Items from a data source
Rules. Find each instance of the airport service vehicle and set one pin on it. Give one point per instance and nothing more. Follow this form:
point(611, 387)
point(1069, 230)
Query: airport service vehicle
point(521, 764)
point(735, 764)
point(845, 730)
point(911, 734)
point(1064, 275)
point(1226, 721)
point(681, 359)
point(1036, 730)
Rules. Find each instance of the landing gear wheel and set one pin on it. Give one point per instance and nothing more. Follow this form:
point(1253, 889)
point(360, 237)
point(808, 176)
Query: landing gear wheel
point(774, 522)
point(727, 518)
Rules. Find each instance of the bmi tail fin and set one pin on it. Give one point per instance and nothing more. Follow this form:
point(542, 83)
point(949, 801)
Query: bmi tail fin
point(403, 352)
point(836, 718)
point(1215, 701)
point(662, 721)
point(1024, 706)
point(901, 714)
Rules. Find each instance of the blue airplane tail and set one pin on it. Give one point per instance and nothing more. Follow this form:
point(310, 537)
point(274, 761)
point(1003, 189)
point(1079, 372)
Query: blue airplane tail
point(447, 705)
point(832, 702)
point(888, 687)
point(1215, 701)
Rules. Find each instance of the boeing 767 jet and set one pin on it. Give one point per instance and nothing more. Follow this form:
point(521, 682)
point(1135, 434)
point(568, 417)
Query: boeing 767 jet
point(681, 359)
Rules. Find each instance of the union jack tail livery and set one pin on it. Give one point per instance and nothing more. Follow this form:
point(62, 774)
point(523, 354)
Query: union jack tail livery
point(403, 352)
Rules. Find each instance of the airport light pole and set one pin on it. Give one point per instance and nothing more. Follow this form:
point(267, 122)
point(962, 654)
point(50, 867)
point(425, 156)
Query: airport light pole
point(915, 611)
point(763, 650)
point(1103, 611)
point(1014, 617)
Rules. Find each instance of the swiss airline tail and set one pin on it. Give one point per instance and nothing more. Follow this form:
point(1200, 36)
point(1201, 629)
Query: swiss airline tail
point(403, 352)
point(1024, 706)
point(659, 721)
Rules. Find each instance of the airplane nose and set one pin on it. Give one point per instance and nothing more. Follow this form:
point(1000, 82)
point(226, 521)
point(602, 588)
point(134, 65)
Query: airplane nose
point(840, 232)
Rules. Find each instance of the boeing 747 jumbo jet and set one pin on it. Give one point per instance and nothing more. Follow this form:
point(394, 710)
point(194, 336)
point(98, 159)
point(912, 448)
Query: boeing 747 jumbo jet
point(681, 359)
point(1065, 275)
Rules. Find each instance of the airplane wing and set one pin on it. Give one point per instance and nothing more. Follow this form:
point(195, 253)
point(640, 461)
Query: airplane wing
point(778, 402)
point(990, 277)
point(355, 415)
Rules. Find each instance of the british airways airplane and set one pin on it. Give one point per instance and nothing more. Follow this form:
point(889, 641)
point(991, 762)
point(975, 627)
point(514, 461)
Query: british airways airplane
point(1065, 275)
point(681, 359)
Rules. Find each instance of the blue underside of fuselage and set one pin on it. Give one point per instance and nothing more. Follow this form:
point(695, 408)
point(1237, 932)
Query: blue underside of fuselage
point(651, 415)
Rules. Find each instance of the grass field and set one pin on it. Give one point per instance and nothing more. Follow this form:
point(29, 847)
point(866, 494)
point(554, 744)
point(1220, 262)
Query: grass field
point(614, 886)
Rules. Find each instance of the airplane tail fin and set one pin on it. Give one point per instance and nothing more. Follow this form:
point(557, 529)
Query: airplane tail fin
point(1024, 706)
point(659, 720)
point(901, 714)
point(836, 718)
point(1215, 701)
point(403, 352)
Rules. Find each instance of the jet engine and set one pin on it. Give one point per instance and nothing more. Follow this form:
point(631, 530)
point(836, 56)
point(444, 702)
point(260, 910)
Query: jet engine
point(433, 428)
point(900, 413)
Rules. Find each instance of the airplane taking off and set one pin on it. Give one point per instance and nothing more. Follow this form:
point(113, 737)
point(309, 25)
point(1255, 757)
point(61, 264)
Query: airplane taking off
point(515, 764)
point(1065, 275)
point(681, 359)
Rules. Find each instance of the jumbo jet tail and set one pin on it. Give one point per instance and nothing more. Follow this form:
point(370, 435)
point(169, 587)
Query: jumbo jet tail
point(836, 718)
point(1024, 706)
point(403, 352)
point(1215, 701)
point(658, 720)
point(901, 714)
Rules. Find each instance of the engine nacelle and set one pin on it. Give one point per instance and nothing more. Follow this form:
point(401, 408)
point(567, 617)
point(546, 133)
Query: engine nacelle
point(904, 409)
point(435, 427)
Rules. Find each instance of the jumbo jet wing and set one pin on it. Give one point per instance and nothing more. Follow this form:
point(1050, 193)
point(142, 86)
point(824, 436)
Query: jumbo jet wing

Task prompt
Convert the lines of the listing above, starting with the line containing "Rules. Find each instance of the airplane wing" and going on through the line containing "point(614, 886)", into a JSON list of strings with one string per line and blank lines omitted.

Solution to the exercise
[
  "Rules. Find each instance of the airplane wing and set one pin on it. Give one point per instance and nothing more. Follow this form:",
  "point(195, 253)",
  "point(640, 461)",
  "Query: airplane wing",
  "point(778, 402)",
  "point(990, 277)",
  "point(355, 415)",
  "Rules. Find each instance of the british airways airplane and set one pin on it. Give one point per instance and nothing more. Follow this form:",
  "point(889, 641)",
  "point(991, 762)",
  "point(975, 627)",
  "point(514, 461)",
  "Query: british airways airplane",
  "point(1065, 275)",
  "point(681, 359)",
  "Rules. Find each instance of the blue underside of fuselage and set one pin on it. Give one point per instance and nothing more. Follow this form:",
  "point(695, 408)",
  "point(1237, 932)",
  "Query: blue underside of fuselage",
  "point(651, 415)",
  "Rules. Find each instance of the grass field and set one pin on it. Give one point per instance and nothing more. Follow this form:",
  "point(29, 847)",
  "point(866, 494)",
  "point(554, 744)",
  "point(1220, 262)",
  "Query: grass field",
  "point(614, 886)"
]